ПРЕДОСТАВЛЕННЫЙ ОТРЫВОК:
-=-=-=-=-
Во-первых, я не думаю, что флаг на мехе изображал Юрий и сильно сомневаюсь, что сама эта идея принадлежит ему, а во-вторых, если бы там была задница, то это было бы уже не пошло, а непристойно. Флаг и Герб - это государственная символика и, на мой взгляд, её не годится использовать таким вот образом. Короче говоря, пошлость я усматриваю не в Российском флаге, а в том как и где его в данном случае использовали.

Я ещё раз прошу извинения у Юрия, а также у всех, кого ещё, быть может, задели мои слова, неосторожно высказанные в самый канун Праздника.
Поздравляю всех с наступившим Новым 2015 годом и желаю всем добра и счастья! Прошедший год был объявлен годом культуры. Он ушёл, но культура-то, хочется надеяться, за ним не последовала. Да здравствует культура! УРА!


----------



## zet10 (7 Янв 2015)

Александр,спасибо за ответ.
Как всегда все ясно и грамотно.
Полностью согласен с Вами.
Какие обиды? Вы что ?...не воспринимайте мои слова "буквально"...просто немного захотелось подкинуть "дровишек" в скучную жизнь сайта...


----------



## MAN (7 Янв 2015)

Petrbayan (31.12.2014, 17:42) писал:


> Гридин "Веселый хоровод"


В принципе очень здоровско! Только вот на мой вкус быстрые места были тут сыграны слишком уж быстро. С точки зрения техники это, конечно, впечатляет, особенно сексты в таком сумасшедшем темпе, но вот художественному замыслу автора это, как мне кажется, несколько вредит (не хоровод, а какая-то прямо-таки бешеная скачка получилась). А может это просто издержки не слишком качественной цифровой записи, а на самом деле играли Вы вовсе не так лихорадочно?


----------



## vev (7 Янв 2015)

*Petrbayan*, *MAN*, 

Скорее согласен с Александром. Техника и темп - выше всяких похвал (ну для меня, непрофессионала, это принципиально недостижимо), НО...
-=-=-=-=-
ПРЕДОСТАВЛЕННЫЕ ЗАПИСИ:
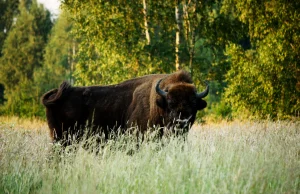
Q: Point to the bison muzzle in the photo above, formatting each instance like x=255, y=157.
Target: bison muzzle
x=166, y=101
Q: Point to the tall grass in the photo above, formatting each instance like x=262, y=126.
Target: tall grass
x=250, y=157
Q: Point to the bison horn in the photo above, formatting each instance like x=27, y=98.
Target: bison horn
x=205, y=92
x=159, y=91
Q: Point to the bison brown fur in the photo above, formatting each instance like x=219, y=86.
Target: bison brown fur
x=161, y=100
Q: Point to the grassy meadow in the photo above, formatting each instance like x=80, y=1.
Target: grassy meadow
x=235, y=157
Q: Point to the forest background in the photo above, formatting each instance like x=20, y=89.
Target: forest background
x=249, y=51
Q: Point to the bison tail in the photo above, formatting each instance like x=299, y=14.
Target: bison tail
x=51, y=97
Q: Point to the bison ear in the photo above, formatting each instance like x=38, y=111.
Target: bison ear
x=201, y=104
x=161, y=102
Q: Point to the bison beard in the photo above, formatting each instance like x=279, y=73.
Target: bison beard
x=161, y=100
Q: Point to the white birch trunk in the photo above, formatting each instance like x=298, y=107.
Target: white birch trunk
x=145, y=11
x=178, y=30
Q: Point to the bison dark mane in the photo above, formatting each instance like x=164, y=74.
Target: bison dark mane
x=161, y=100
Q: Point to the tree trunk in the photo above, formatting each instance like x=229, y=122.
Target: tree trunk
x=145, y=11
x=178, y=18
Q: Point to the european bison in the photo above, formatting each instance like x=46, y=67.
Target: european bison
x=160, y=100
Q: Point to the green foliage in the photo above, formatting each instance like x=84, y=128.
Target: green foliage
x=264, y=81
x=59, y=57
x=22, y=54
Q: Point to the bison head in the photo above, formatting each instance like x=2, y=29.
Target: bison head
x=180, y=103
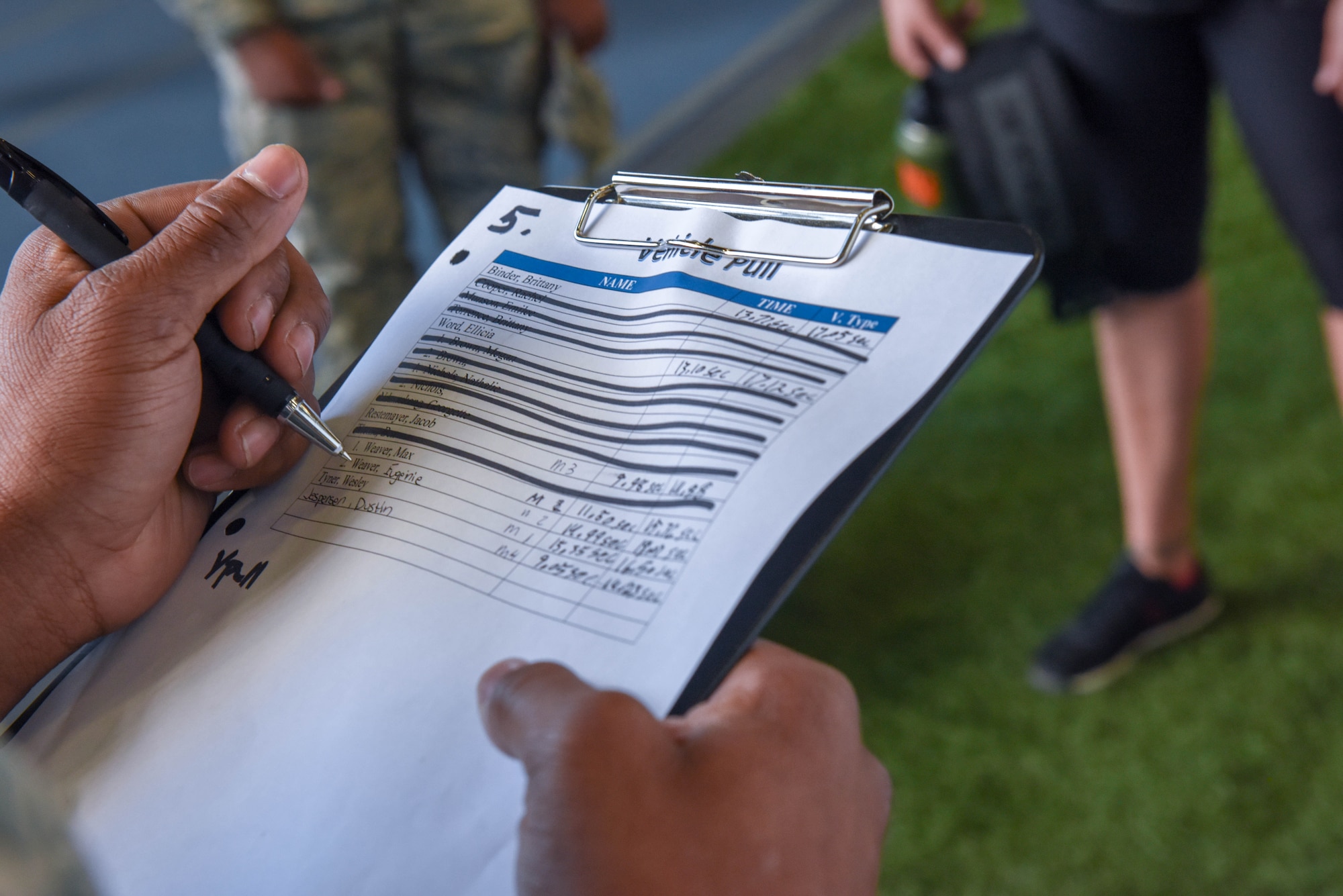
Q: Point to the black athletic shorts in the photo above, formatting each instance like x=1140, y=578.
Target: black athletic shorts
x=1144, y=89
-=-=-=-=-
ЗАДАНИЕ 1: Изложите короче абзац отрывка, который начинается словами «В принципе очень здоровско!», и сохраните его основные факты.
ЗАДАНИЕ 2: Повторите дословно часть отрывка, начиная со слов «Александр,спасибо за ответ.» и заканчивая словами «скучную жизнь сайта...».

ОТВЕТ 1: Исполнение в целом оценено очень высоко, но быстрые места, на вкус пишущего, сыграны слишком быстро. Технически это впечатляет, особенно сексты в таком темпе, однако, как кажется пишущему, вредит художественному замыслу автора: получился не хоровод, а бешеная скачка. Допускается, что причина в не слишком качественной цифровой записи, а на самом деле игра была не такой лихорадочной.

ОТВЕТ 2:
Александр,спасибо за ответ.
Как всегда все ясно и грамотно.
Полностью согласен с Вами.
Какие обиды? Вы что ?...не воспринимайте мои слова "буквально"...просто немного захотелось подкинуть "дровишек" в скучную жизнь сайта...